- _Source passage_
.....

# Knitting machine and knitting needle size equivalents?



## llamagenny (Feb 26, 2013)

Is there any way to figure equivalent (US) knitting needle sizes for the different gauge machines? I have a 9mm bulky, but I don't think it is equivalent to size 13 (9mm) needles and I know for sure my 4.5 standard machine is not equivalent to size 7 (4.5 mm) needles. I think my 6.5 mm mid-gauge is more like a size 7 needle and my bulky more like a size 8 or 9 using worsted weight yarn. I want to do a fair amount of hybrid machine and hand knitting and be able to have similar needles to match up the gauge.


----------



## MaryAnneCutler (Jul 31, 2013)

llamagenny said:


> Is there any way to figure equivalent (US) knitting needle sizes for the different gauge machines? I have a 9mm bulky, but I don't think it is equivalent to size 13 (9mm) needles and I know for sure my 4.5 standard machine is not equivalent to size 7 (4.5 mm) needles. I think my 6.5 mm mid-gauge is more like a size 7 needle and my bulky more like a size 8 or 9 using worsted weight yarn. I want to do a fair amount of hybrid machine and hand knitting and be able to have similar needles to match up the gauge.


Swatch, and swatch again. Each colour will knit to a different gauge. No one size fits all.


----------



## etrnlife (Jun 10, 2014)

This chart will help you with a mid gauge and bulky machines.
http://www.knittingtoday.com/category/Y.html

This list is for standard gauge machines.
http://www.yarn-store.com/different-yarns-for-different-knitting-machines.html


----------



## ruth Roxanne (Mar 18, 2012)

etrnlife said:


> This chart will help you with a mid gauge and bulky machines.
> http://www.knittingtoday.com/category/Y.html
> 
> This list is for standard gauge machines.
> http://www.yarn-store.com/different-yarns-for-different-knitting-machines.html


Thank you! This is wonderful information!


----------



## Marge in MI (Mar 5, 2011)

various yarns and machines will produce unique swatches, so I will do a swatch for every project. it is helpful to do a 2" long full width test, a few rows of 2 or 3 tension settings to find a good finished look


----------



## roseknit (Apr 2, 2011)

The needles themselves are not important. It is the swatches you make determine the size and the number on the dial


----------



## etrnlife (Jun 10, 2014)

While swatching is very important, taking the suggested needle and gauge information on the ball/hank band, and knowing which machine tension settings that translates to, we can make fewer swatches. This saves time and money, especially when a 50 gram ball of yarn is $9 or more.


----------



## prairiewmn (May 17, 2012)

The machine tension is what makes the size of the knit, not the size of the needles. You can knit using the same yarn, but increase or decrease the tension on your machine to make the knit tighter or looser.


----------



## etrnlife (Jun 10, 2014)

.


----------



## Azzara (Jan 23, 2014)

etrnlife said:


> .


Well said.


----------



## llamagenny (Feb 26, 2013)

Thanks! The chart links are great. I do swatch but it is sometimes hard to predict gauge when changing e.g., from MK stockinette to hand knit cables or lace, etc. Currently working on a project with lots of ribbing done on MK, then hand knit cables--could have used this chart and gone down in tension on the ribbing, but its okay as is, just not comparable to knitting on smaller needles for ribbing.

.....

- _Given problem A_
Pick out every line of the records that contains the word "mountain". Matching is case-sensitive.

.....

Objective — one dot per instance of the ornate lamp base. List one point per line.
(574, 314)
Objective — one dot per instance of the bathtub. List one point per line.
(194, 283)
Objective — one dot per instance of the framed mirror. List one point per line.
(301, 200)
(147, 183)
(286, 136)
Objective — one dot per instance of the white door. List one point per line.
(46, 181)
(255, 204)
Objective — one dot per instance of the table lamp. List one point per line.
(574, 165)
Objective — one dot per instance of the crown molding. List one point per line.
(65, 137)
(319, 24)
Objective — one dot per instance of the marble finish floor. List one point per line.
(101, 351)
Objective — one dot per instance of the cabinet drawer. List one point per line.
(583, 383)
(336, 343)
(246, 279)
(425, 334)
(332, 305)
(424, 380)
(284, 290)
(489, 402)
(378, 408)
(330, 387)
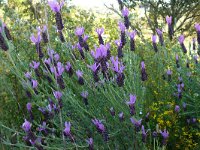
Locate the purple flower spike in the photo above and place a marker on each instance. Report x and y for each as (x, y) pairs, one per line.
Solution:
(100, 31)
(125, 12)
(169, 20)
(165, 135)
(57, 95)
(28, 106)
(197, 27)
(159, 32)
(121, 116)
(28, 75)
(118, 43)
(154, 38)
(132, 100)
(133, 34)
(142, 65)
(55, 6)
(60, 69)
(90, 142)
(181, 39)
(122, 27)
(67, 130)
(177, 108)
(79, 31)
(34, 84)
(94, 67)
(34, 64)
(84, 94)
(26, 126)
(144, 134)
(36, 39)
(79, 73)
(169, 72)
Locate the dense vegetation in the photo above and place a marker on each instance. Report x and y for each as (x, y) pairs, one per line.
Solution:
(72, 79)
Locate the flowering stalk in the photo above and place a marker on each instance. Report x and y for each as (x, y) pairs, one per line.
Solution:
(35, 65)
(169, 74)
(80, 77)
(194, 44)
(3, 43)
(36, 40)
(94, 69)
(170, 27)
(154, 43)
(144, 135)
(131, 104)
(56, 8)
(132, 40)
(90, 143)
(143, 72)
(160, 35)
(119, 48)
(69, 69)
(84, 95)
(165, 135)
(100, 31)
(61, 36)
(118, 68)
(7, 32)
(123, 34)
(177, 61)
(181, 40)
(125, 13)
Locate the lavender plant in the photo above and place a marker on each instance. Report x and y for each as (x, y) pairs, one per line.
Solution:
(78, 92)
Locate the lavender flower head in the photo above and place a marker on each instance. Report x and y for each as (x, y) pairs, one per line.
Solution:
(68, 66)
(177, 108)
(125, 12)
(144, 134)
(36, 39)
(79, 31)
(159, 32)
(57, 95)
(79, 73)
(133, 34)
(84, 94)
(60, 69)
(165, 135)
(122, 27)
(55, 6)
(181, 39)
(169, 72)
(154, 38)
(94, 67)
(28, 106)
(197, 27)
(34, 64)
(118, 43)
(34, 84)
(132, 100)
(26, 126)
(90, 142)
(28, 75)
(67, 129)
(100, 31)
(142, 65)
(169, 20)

.....

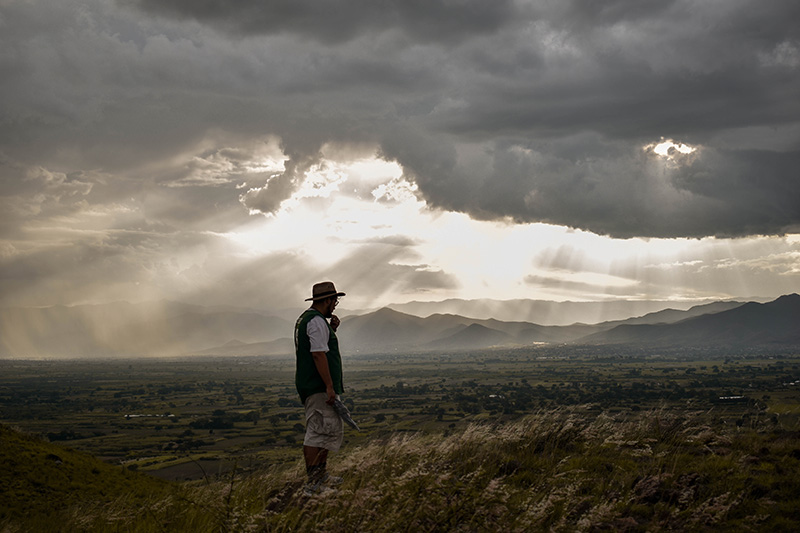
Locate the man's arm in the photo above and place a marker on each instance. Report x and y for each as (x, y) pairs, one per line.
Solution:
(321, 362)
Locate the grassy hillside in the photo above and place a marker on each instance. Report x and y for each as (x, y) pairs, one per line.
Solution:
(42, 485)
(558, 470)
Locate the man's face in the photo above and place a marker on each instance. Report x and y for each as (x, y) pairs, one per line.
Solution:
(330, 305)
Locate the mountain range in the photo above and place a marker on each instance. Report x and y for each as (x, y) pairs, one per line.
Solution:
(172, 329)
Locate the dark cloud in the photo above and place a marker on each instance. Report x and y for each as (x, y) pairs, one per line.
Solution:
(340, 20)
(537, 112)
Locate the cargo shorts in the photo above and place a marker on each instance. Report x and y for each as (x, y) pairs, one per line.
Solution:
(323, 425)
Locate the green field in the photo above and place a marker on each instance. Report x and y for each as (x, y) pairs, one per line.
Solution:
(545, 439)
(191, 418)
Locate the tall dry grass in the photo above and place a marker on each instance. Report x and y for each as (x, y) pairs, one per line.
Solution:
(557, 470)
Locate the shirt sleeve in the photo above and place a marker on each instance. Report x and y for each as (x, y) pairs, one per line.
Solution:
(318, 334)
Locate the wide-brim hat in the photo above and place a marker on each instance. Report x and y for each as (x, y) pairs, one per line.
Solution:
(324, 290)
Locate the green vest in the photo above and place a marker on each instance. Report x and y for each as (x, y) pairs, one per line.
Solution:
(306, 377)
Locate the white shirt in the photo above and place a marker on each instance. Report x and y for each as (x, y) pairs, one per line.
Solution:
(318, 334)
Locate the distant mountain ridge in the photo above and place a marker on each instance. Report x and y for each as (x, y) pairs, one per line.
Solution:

.....

- _Given problem B_
List every distinct username that posts in the forum thread on knitting machine and needle sizes, giving each name once.

- _Exercise answer A_
Locate the mountain range in the photo above and place a marker on each instance. Report x and y for each as (x, y) pairs, one per line.
Locate the distant mountain ridge in the photo above and place a marker on each instance. Report x and y for each as (x, y) pairs, one per line.

- _Exercise answer B_
llamagenny
MaryAnneCutler
etrnlife
ruth Roxanne
Marge in MI
roseknit
prairiewmn
Azzara